» TASK:
Copy the stretch of the passage on humanity's expansion into space from "Yet, we go into" through "Industry and Development." word for word.

── DOCUMENT SEGMENT

When we left the savannas, we brought with us the tools and ideas of our forebears. Using them in new environments, we learned to adapt to support ourselves and use the local resources to not only eke by but to thrive. With the advent of agriculture, we learned to truly change our environment to fit our wants and our needs.
Yet, as we look into space, we find only a cold vacuum bombarded by harmful radiation millions of miles in-between clumps of rock and space-dust. Our dreams of finding verdant wildernesses on Venus and Mars dashed, we dreamed of surrounding spaceborne civilization in giant glass bubbles. If it can be said that humans are defined by exploration and adaption, we are just as much defined by wide-eyed innocence and naivete as the enormity of the task of entering any new environment is placed before us.
As we stretch our arms into space, we will embrace a very different environment. As our tools and know-how have taught us for lo these many years, we will bring what we need to change the environment to fit our needs. Asteroids will be blasted to feed our lust for ore; lunar regolith will be heat-melted to form concrete for our houses. Once again, human ingenuity and technical heritage will prove invaluable.
Yet, we go into realms uncharted by even our microbial forebears. We bring with us into space life -- the children of Earth, our mother and cradle. As we stretch into the stars beyond the solar system, we break into virgin new territory, with literally astronomical sizes, distances, and masses -- to shape and mold literally new planets with devices of such genius and creativity which will become just as commonplace and "ordinary" as the backhoe and the dump truck -- the very Titans of Industry and Development.

────
── PROVIDED INFORMATION

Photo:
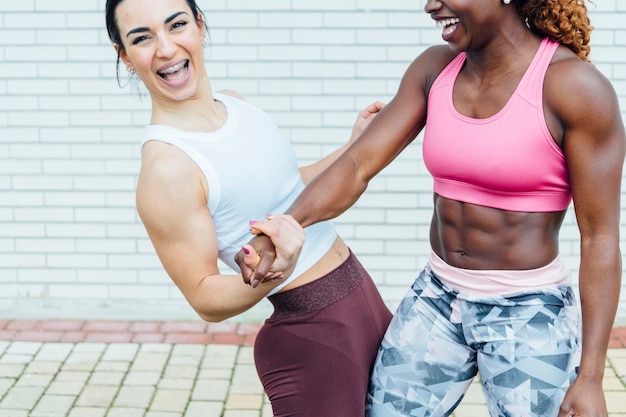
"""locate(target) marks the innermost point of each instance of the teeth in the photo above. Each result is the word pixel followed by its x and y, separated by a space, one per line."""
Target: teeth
pixel 447 22
pixel 173 69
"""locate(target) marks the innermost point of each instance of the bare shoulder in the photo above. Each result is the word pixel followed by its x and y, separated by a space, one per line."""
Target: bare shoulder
pixel 169 182
pixel 426 67
pixel 575 88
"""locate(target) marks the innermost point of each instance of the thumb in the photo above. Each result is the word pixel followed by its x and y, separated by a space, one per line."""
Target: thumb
pixel 251 257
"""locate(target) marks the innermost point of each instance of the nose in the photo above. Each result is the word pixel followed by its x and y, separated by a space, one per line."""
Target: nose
pixel 432 6
pixel 165 46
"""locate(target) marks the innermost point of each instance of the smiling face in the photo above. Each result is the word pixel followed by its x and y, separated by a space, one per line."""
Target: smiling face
pixel 162 42
pixel 468 24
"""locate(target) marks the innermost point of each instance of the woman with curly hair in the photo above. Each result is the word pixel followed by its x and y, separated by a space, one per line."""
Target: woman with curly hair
pixel 518 124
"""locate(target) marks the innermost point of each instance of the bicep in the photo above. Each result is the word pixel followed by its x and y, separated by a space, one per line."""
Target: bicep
pixel 179 225
pixel 594 146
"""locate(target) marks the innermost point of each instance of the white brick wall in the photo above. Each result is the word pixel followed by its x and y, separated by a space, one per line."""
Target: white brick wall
pixel 70 240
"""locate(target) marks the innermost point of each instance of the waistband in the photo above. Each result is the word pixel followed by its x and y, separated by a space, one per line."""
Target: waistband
pixel 498 282
pixel 320 293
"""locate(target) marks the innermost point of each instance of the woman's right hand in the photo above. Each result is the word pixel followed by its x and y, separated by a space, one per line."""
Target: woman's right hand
pixel 273 253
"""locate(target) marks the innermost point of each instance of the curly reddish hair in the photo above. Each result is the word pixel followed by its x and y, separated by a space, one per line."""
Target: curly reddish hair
pixel 565 21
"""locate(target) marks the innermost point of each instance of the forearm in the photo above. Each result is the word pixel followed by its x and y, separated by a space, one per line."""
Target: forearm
pixel 329 194
pixel 309 172
pixel 219 297
pixel 600 282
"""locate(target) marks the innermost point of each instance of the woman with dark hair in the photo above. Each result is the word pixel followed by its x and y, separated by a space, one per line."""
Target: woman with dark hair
pixel 210 163
pixel 518 124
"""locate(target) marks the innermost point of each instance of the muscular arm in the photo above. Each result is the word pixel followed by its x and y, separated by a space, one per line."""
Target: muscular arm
pixel 342 183
pixel 363 120
pixel 171 200
pixel 594 146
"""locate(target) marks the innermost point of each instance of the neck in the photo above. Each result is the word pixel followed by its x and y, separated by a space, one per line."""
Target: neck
pixel 507 53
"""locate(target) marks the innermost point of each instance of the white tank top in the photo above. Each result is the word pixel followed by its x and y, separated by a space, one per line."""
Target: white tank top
pixel 251 170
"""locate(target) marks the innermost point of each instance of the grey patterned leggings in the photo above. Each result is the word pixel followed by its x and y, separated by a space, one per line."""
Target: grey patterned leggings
pixel 525 347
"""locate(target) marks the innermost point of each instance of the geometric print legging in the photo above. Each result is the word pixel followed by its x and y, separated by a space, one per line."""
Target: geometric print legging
pixel 525 347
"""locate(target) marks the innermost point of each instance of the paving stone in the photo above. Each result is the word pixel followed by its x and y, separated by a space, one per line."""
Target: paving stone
pixel 42 379
pixel 173 401
pixel 54 352
pixel 244 402
pixel 53 406
pixel 210 390
pixel 142 378
pixel 204 409
pixel 97 396
pixel 134 397
pixel 126 412
pixel 21 398
pixel 87 412
pixel 43 367
pixel 34 380
pixel 65 388
pixel 11 370
pixel 107 378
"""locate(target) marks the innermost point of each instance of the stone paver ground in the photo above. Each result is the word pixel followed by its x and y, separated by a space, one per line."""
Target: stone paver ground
pixel 166 370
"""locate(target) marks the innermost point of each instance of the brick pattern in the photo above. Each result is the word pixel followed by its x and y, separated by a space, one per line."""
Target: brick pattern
pixel 69 136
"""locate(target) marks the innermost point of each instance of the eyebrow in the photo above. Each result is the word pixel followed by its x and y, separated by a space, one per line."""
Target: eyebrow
pixel 145 29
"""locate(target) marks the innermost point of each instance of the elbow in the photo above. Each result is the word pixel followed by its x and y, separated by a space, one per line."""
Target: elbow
pixel 213 316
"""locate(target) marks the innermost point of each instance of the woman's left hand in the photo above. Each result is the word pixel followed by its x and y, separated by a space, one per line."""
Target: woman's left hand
pixel 288 238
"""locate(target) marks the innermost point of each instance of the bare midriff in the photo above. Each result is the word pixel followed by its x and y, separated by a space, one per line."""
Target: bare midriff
pixel 470 236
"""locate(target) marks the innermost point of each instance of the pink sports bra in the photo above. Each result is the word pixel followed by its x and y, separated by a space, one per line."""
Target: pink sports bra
pixel 508 161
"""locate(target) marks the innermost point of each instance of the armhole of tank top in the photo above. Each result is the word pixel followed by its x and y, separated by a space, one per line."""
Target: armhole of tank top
pixel 453 66
pixel 213 182
pixel 537 79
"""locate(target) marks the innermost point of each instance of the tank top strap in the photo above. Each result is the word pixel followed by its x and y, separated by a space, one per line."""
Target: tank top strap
pixel 532 83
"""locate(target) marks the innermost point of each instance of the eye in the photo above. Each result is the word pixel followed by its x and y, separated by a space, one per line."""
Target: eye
pixel 139 39
pixel 179 24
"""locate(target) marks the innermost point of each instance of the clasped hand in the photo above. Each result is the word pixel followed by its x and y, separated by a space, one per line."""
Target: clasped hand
pixel 273 253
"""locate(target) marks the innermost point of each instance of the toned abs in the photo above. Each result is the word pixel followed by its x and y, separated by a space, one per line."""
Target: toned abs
pixel 470 236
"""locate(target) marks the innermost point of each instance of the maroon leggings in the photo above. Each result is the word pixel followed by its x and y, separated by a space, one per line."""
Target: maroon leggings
pixel 314 354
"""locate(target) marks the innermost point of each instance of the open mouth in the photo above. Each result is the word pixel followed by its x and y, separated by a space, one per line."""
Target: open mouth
pixel 174 72
pixel 449 25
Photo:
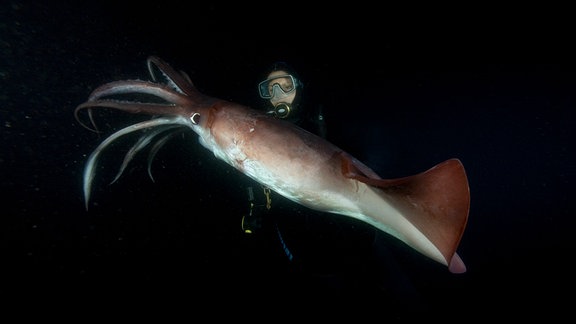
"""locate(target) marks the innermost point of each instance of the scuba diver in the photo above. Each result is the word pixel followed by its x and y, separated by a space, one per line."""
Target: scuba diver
pixel 333 254
pixel 282 91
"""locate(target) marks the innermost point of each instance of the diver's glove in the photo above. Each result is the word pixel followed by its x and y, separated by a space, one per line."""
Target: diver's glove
pixel 253 221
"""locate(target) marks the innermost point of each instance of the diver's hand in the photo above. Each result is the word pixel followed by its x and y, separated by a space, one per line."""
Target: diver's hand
pixel 252 222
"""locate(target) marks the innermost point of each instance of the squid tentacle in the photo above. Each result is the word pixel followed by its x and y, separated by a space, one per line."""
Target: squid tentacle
pixel 142 142
pixel 90 169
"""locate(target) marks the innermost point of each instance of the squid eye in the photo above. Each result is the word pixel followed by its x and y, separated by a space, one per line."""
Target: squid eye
pixel 195 118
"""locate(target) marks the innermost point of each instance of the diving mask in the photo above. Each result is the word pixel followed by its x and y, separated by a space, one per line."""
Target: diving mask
pixel 278 85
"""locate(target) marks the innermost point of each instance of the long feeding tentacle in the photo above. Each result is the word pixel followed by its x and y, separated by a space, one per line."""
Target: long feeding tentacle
pixel 131 107
pixel 90 168
pixel 181 82
pixel 137 87
pixel 142 142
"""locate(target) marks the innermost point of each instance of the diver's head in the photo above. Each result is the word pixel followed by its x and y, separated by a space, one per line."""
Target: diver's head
pixel 281 88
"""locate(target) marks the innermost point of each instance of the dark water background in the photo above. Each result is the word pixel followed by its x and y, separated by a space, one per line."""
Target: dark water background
pixel 503 104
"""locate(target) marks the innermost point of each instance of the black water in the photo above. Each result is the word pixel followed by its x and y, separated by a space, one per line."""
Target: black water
pixel 504 106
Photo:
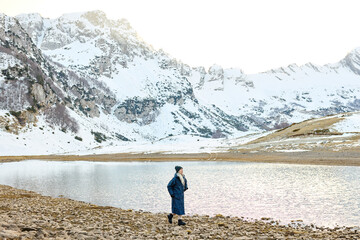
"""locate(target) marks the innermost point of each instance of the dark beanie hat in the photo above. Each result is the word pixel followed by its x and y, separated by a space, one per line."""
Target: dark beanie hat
pixel 177 168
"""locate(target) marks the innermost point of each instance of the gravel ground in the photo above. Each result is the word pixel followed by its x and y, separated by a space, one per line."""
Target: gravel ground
pixel 28 215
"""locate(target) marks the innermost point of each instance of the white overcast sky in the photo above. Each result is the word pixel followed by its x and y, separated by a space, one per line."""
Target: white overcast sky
pixel 254 35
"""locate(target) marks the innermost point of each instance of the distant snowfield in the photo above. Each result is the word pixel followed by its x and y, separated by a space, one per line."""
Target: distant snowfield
pixel 44 140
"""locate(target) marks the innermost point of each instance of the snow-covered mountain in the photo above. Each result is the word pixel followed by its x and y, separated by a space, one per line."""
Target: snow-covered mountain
pixel 97 80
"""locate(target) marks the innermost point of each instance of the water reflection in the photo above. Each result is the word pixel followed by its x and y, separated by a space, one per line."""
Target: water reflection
pixel 325 195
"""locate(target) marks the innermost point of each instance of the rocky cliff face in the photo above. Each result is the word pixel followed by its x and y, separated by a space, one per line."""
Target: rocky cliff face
pixel 107 80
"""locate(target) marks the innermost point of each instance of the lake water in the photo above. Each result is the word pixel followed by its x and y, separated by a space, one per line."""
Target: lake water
pixel 323 195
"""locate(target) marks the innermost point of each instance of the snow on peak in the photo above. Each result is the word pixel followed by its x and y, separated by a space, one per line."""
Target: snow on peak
pixel 352 60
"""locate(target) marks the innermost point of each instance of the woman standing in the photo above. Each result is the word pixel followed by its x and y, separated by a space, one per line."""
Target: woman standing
pixel 176 187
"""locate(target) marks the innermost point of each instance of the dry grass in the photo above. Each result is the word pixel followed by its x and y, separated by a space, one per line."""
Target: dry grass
pixel 307 128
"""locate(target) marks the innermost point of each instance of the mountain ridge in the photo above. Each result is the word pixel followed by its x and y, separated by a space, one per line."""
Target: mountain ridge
pixel 110 80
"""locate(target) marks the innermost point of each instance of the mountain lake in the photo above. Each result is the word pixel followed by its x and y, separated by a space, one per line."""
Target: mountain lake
pixel 322 195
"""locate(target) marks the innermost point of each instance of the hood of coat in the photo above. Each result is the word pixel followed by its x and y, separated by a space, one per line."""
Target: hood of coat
pixel 178 176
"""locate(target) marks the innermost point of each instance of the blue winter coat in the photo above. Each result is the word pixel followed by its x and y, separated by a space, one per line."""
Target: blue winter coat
pixel 176 190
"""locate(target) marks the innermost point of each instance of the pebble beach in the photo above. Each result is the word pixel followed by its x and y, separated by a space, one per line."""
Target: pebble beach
pixel 29 215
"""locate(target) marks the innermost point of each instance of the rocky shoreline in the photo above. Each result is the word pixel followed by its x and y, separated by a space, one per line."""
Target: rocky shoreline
pixel 29 215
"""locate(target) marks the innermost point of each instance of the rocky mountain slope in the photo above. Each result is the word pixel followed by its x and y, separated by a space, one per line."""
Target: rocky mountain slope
pixel 82 81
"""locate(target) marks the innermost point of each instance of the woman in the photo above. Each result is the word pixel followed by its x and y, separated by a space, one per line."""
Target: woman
pixel 176 187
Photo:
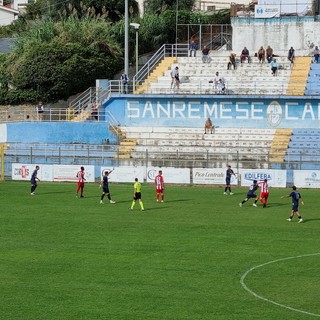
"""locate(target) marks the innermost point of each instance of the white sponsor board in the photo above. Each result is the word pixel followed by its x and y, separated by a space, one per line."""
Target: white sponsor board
pixel 68 173
pixel 170 175
pixel 306 178
pixel 299 7
pixel 125 174
pixel 24 171
pixel 276 178
pixel 266 11
pixel 212 176
pixel 3 133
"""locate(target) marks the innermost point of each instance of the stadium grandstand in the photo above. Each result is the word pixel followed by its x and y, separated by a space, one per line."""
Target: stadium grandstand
pixel 262 121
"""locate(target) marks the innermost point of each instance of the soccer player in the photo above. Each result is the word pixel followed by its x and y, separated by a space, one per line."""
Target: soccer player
pixel 137 195
pixel 81 180
pixel 229 173
pixel 34 179
pixel 296 196
pixel 159 183
pixel 251 194
pixel 264 193
pixel 105 186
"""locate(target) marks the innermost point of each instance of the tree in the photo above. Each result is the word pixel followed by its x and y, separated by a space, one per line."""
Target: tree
pixel 56 60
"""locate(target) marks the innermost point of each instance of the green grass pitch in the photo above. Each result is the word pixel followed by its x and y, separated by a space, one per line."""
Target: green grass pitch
pixel 187 258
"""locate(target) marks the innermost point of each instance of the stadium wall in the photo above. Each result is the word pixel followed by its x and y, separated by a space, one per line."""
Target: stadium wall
pixel 301 33
pixel 225 111
pixel 57 132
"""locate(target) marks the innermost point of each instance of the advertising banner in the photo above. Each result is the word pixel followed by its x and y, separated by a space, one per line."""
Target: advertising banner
pixel 276 178
pixel 170 175
pixel 306 178
pixel 212 176
pixel 24 172
pixel 266 11
pixel 69 173
pixel 125 174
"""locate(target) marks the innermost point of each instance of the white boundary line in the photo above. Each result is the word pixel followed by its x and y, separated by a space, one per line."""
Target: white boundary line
pixel 270 301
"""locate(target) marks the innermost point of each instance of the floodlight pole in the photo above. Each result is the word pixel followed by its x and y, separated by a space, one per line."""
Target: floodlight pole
pixel 126 37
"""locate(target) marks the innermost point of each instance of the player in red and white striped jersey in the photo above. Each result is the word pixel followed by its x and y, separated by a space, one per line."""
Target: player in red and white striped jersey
pixel 81 180
pixel 264 193
pixel 159 183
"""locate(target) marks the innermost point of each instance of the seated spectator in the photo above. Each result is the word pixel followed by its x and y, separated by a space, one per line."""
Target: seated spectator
pixel 95 111
pixel 291 55
pixel 269 54
pixel 193 49
pixel 274 66
pixel 205 55
pixel 221 87
pixel 316 54
pixel 244 55
pixel 232 61
pixel 124 83
pixel 261 55
pixel 216 80
pixel 208 127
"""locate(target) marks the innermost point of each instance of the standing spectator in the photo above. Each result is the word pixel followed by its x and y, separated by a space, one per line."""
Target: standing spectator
pixel 81 180
pixel 175 80
pixel 269 54
pixel 159 183
pixel 291 55
pixel 229 173
pixel 274 66
pixel 264 193
pixel 316 54
pixel 193 49
pixel 208 127
pixel 205 55
pixel 104 184
pixel 295 196
pixel 251 194
pixel 245 55
pixel 232 62
pixel 216 80
pixel 261 55
pixel 137 195
pixel 124 83
pixel 40 110
pixel 34 179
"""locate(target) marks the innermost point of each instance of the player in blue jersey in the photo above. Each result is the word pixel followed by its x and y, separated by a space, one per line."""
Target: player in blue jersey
pixel 251 194
pixel 229 173
pixel 34 179
pixel 296 197
pixel 104 184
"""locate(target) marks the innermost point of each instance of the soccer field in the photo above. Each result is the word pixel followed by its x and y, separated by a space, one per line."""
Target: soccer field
pixel 198 255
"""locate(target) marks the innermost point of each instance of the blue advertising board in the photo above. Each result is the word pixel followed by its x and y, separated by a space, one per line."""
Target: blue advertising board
pixel 226 111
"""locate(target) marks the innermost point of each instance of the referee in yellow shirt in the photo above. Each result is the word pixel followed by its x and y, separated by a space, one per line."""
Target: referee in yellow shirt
pixel 137 195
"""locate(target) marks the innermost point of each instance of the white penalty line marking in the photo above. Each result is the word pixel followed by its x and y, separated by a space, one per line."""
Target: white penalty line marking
pixel 271 301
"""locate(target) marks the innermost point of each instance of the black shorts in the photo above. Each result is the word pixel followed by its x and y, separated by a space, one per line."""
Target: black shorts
pixel 251 195
pixel 137 196
pixel 105 189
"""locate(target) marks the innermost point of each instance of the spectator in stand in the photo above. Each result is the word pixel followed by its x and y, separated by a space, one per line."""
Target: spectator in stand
pixel 269 53
pixel 175 82
pixel 208 127
pixel 205 55
pixel 232 61
pixel 274 66
pixel 291 55
pixel 316 54
pixel 193 49
pixel 244 55
pixel 261 55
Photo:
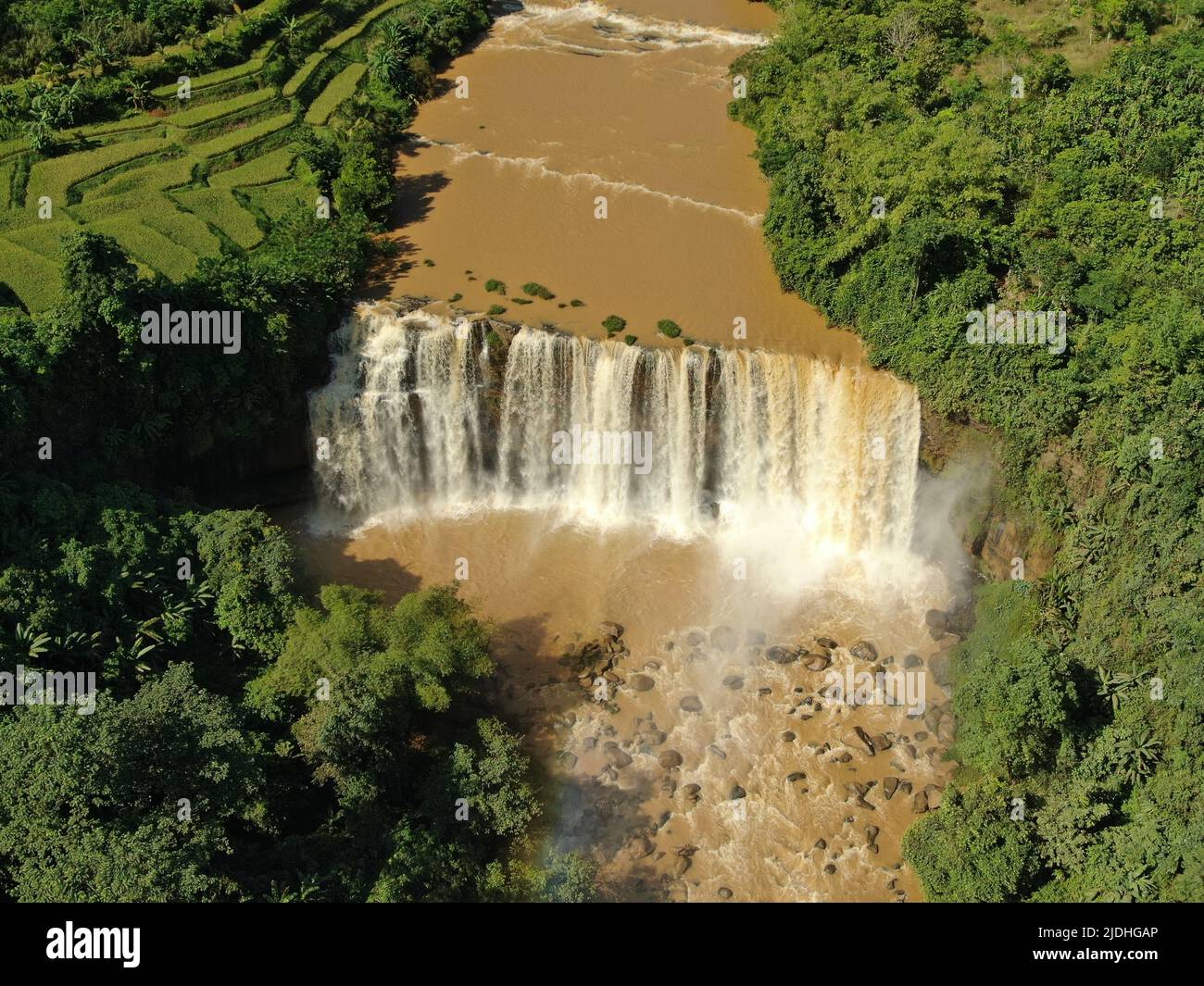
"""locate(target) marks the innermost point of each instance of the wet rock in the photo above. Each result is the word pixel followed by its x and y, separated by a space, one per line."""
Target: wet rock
pixel 865 738
pixel 940 668
pixel 782 655
pixel 641 682
pixel 817 661
pixel 863 650
pixel 610 630
pixel 641 846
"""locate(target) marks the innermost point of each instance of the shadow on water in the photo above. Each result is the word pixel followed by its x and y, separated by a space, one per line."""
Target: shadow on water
pixel 413 200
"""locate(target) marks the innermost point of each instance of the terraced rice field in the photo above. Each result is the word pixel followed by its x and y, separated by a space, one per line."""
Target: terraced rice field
pixel 183 181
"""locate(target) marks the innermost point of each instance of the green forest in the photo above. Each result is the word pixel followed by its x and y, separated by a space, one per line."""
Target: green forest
pixel 256 738
pixel 263 738
pixel 1023 168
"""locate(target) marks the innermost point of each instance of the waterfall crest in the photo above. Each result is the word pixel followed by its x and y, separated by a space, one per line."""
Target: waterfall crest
pixel 425 417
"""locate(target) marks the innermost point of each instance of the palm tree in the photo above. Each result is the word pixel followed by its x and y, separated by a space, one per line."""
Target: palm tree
pixel 139 94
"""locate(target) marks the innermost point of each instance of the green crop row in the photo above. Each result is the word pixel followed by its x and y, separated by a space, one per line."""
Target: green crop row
pixel 31 276
pixel 212 112
pixel 183 228
pixel 219 208
pixel 338 89
pixel 153 177
pixel 56 176
pixel 302 75
pixel 357 28
pixel 245 135
pixel 268 168
pixel 44 236
pixel 149 247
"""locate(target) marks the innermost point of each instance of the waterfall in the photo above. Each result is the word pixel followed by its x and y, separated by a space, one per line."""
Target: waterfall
pixel 425 417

────

» WRITTEN REPLY:
Yet, we go into realms uncharted by even our microbial forebears. We bring with us into space life -- the children of Earth, our mother and cradle. As we stretch into the stars beyond the solar system, we break into virgin new territory, with literally astronomical sizes, distances, and masses -- to shape and mold literally new planets with devices of such genius and creativity which will become just as commonplace and "ordinary" as the backhoe and the dump truck -- the very Titans of Industry and Development.